* [Stated exercise]
Reproduce the part of the forum thread between "## ItalianMuscle (Sep" and "shady back then.", inclusive.

* [Selected passage]
------------------------------------------------

I use to use ashop. About a year ago it started getting sketchy I guess you could say. Shipping became VERY slow. A couple packages didn’t show up but they stuck to their word and reshipped them. I’ve had missing products before but they always sent me what I was missing. I used their winstrol and Dbol quite a bit and had good results. Last time I ordered it was “rebranded” and didn’t seem to be as strong


----------



## XSL (Sep 26, 2019)

Any luck with them?


----------



## mugzy (Sep 29, 2019)

https://www.ugbodybuilding.com/threads/15326-Ashop-OPINIONS-Wanted

https://www.ugbodybuilding.com/threads/29018-Scammed-by-Alinshop-In


----------



## Yaya (Sep 29, 2019)

I was a  bigger fan of "ivitamin"


----------



## ItalianMuscle (Sep 29, 2019)

Alin was shady years ago, He is still over at ProMuscle. I always laugh at his posts as he tries to fit in the thread. Ive heard rumors the guy is crippled and in a wheelchair, yet he talks like he is an in shape bodybuilder, so who knows.  Best to stay away from that guy..


----------



## olemanmuscle (Oct 1, 2019)

Had no idea Alin was still around. 

Hell I used him like 20 years ago. He was shady back then.


----------

------------------------------------------------

* [Raw records]
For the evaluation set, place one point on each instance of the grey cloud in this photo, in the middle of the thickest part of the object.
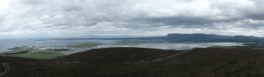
(135, 14)
(72, 8)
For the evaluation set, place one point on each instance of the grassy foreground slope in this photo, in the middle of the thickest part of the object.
(114, 62)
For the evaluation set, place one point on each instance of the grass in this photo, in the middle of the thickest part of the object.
(228, 47)
(199, 62)
(41, 54)
(85, 45)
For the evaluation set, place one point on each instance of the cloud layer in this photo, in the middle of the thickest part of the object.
(35, 18)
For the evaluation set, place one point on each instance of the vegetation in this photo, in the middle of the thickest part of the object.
(258, 48)
(85, 45)
(111, 62)
(41, 54)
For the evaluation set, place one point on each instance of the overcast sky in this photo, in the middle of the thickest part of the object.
(49, 18)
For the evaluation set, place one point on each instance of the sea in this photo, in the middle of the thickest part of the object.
(11, 43)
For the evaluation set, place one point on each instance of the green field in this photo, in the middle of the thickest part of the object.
(85, 45)
(41, 54)
(228, 47)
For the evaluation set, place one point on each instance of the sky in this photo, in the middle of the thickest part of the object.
(71, 18)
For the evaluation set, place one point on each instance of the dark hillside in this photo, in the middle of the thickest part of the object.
(116, 55)
(114, 62)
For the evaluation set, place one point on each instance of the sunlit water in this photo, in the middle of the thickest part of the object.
(4, 45)
(179, 46)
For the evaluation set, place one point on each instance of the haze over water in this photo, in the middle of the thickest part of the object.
(5, 44)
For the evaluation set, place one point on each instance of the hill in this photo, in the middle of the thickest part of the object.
(119, 62)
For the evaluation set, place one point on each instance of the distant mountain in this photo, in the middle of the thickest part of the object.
(95, 36)
(197, 36)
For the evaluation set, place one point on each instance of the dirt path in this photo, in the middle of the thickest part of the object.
(163, 58)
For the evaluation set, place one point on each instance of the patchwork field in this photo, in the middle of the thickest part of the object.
(85, 45)
(119, 62)
(36, 54)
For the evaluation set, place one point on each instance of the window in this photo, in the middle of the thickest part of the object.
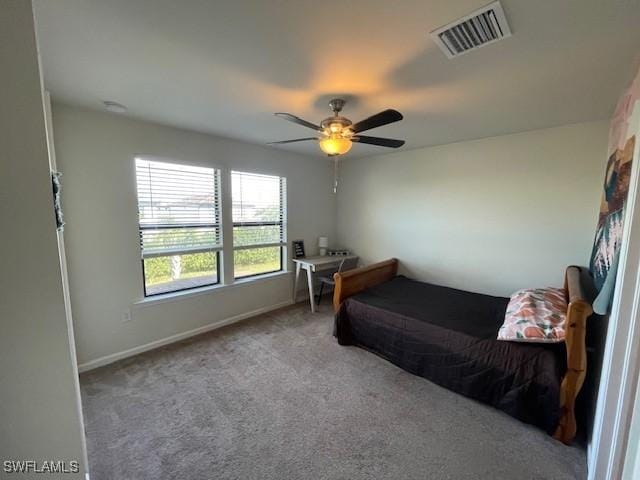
(180, 228)
(258, 223)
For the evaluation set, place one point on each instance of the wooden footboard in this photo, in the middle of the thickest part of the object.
(353, 281)
(578, 311)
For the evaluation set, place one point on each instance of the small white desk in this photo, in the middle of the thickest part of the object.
(312, 265)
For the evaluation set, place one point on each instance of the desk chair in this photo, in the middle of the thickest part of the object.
(345, 264)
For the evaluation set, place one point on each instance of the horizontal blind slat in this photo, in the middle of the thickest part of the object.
(257, 209)
(178, 208)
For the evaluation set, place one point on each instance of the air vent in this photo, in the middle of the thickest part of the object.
(482, 27)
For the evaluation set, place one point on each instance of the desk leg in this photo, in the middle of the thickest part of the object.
(311, 295)
(295, 283)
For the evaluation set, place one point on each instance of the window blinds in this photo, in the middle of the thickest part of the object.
(258, 210)
(178, 208)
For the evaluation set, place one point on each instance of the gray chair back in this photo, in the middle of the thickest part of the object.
(348, 264)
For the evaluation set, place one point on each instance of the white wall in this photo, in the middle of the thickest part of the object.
(39, 403)
(490, 215)
(95, 152)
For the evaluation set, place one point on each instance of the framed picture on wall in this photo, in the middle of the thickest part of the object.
(298, 248)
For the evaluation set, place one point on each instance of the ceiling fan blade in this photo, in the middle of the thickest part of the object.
(381, 142)
(298, 120)
(292, 141)
(377, 120)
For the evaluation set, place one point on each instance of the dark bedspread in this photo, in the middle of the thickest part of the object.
(449, 337)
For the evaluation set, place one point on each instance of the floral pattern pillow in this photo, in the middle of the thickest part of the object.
(535, 315)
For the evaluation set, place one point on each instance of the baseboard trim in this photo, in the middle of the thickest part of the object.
(114, 357)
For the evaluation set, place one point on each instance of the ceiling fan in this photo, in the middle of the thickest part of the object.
(336, 134)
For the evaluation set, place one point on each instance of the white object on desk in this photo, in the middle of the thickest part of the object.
(312, 265)
(323, 244)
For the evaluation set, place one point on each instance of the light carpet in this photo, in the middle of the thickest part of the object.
(275, 397)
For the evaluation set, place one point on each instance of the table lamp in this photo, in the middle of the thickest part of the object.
(323, 243)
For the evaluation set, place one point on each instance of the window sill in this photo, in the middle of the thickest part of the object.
(195, 292)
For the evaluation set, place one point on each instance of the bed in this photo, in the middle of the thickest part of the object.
(449, 337)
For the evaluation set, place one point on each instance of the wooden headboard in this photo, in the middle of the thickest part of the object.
(578, 310)
(353, 281)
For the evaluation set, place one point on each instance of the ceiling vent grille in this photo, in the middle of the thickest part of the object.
(482, 27)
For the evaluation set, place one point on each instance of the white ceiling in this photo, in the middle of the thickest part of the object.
(225, 66)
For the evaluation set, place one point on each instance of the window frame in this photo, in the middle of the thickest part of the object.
(218, 176)
(282, 195)
(225, 250)
(187, 289)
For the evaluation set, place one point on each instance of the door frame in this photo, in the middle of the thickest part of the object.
(621, 364)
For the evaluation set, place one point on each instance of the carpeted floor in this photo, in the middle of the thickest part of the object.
(276, 397)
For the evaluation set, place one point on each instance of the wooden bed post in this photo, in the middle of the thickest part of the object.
(576, 324)
(353, 281)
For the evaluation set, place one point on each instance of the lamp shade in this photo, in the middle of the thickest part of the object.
(335, 145)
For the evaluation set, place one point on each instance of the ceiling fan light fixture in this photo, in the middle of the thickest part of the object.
(335, 145)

------------------------------------------------

* [Answer to this task]
## ItalianMuscle (Sep 29, 2019)

Alin was shady years ago, He is still over at ProMuscle. I always laugh at his posts as he tries to fit in the thread. Ive heard rumors the guy is crippled and in a wheelchair, yet he talks like he is an in shape bodybuilder, so who knows.  Best to stay away from that guy..


----------



## olemanmuscle (Oct 1, 2019)

Had no idea Alin was still around. 

Hell I used him like 20 years ago. He was shady back then.